What you are asked to do - Filter the items below and copy every line that contains the word "orange". Match case exactly.

Extracted data entries
»»
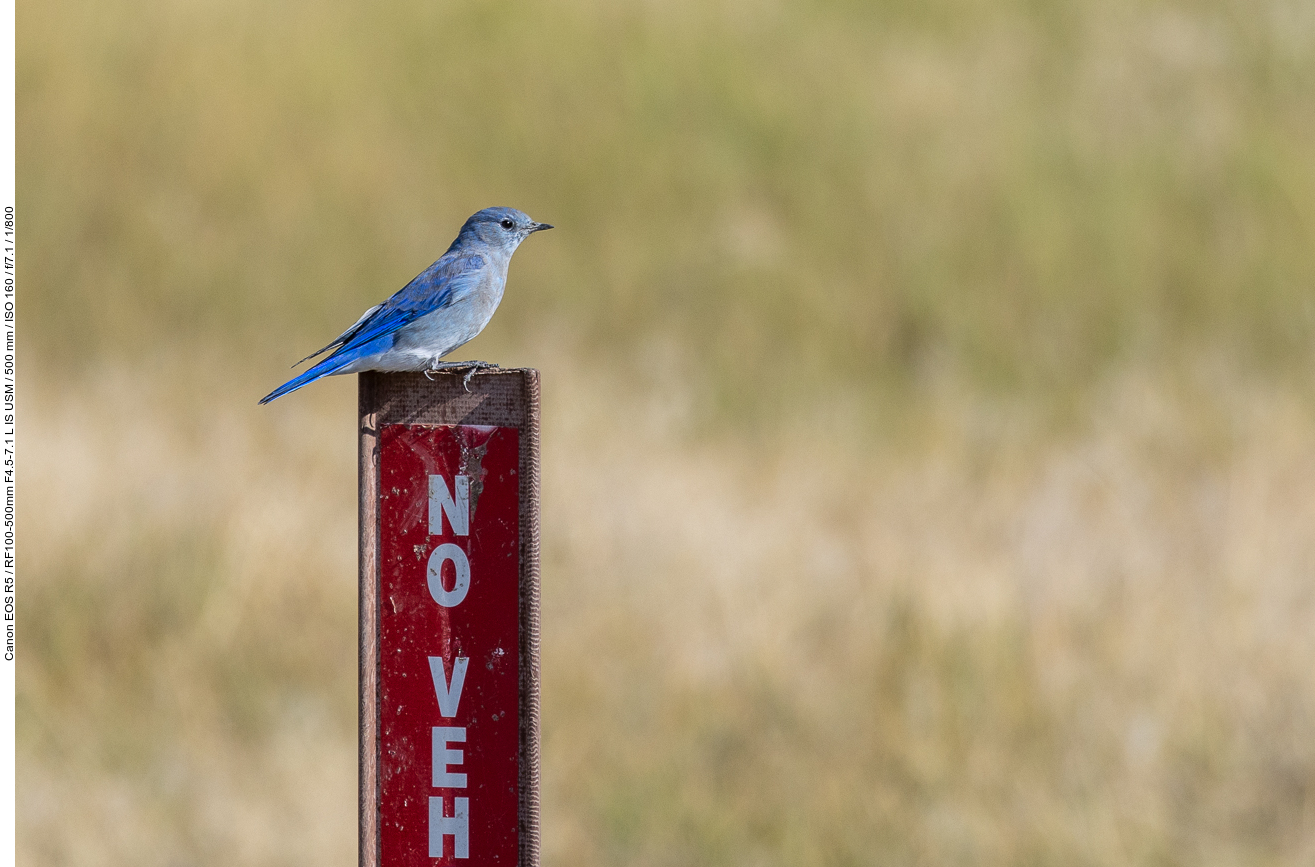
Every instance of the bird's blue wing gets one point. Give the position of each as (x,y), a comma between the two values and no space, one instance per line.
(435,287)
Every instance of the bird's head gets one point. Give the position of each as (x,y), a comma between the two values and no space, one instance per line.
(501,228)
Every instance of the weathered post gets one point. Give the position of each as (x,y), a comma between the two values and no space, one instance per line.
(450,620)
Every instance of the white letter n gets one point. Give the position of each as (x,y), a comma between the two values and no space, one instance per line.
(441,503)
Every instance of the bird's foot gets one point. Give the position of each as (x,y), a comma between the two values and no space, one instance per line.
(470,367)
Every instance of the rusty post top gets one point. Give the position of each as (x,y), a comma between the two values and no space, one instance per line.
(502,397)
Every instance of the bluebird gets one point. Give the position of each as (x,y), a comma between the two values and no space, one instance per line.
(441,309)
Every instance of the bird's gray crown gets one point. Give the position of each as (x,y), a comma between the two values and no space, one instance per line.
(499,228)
««
»»
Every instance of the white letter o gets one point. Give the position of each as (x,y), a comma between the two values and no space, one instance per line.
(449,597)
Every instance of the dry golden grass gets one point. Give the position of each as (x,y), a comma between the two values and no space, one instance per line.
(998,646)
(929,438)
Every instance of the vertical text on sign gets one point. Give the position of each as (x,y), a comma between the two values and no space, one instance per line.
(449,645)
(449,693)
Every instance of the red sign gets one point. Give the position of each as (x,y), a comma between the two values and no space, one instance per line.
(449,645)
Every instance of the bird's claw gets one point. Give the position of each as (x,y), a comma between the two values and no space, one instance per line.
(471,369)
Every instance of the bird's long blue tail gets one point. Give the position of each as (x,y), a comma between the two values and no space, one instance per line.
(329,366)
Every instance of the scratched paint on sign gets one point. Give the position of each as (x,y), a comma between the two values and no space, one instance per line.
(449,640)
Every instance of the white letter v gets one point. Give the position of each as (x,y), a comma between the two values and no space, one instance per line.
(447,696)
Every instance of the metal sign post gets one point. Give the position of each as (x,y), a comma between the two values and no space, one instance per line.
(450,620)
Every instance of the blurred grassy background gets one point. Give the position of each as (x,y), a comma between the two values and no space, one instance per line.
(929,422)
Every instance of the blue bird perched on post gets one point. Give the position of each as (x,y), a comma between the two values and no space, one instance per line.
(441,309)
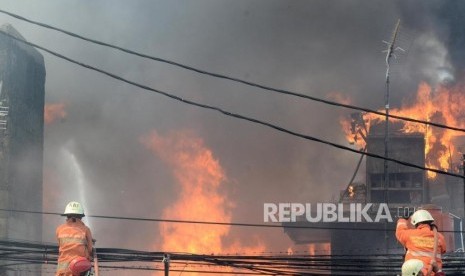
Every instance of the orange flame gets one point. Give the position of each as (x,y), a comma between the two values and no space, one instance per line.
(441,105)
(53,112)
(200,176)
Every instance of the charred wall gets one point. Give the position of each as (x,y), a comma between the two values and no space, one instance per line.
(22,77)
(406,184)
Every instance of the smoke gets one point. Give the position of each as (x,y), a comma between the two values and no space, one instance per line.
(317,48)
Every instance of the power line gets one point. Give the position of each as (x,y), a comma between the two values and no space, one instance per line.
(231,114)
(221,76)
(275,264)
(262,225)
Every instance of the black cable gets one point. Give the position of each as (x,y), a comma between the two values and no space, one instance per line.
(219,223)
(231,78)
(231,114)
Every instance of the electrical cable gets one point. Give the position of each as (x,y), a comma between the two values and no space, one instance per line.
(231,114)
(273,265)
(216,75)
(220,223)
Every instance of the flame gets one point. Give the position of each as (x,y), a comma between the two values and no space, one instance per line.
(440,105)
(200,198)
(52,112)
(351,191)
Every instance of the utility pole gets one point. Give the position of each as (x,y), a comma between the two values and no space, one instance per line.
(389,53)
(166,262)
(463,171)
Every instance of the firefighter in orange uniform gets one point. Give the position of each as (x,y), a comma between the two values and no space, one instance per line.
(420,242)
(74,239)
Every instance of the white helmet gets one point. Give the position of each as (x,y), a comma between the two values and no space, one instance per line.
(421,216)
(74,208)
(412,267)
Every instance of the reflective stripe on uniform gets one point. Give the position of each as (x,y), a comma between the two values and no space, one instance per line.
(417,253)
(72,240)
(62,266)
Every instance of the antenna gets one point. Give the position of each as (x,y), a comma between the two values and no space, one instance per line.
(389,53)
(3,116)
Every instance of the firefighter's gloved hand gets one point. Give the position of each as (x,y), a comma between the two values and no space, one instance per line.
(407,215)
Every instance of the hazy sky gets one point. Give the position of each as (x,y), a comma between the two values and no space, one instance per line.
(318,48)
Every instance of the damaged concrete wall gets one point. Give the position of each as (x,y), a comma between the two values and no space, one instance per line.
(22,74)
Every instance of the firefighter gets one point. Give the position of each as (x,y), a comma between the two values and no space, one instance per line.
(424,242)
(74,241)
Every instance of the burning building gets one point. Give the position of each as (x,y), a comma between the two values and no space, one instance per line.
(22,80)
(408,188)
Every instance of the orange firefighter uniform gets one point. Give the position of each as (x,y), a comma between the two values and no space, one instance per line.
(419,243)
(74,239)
««
Solved exercise -
Every instance of the orange flame gets one point. Give the position of each as (x,y), a comma between the two values and no space, one instance per line.
Every instance of the firefighter in orange uniform gets one point. Give the position of each as (x,y), a comma between the two values and no space, one instance per line.
Every instance of the orange firefighter uniform gets one point. Give the position of each as (x,y), a comma between the two values and no space, one instance per line.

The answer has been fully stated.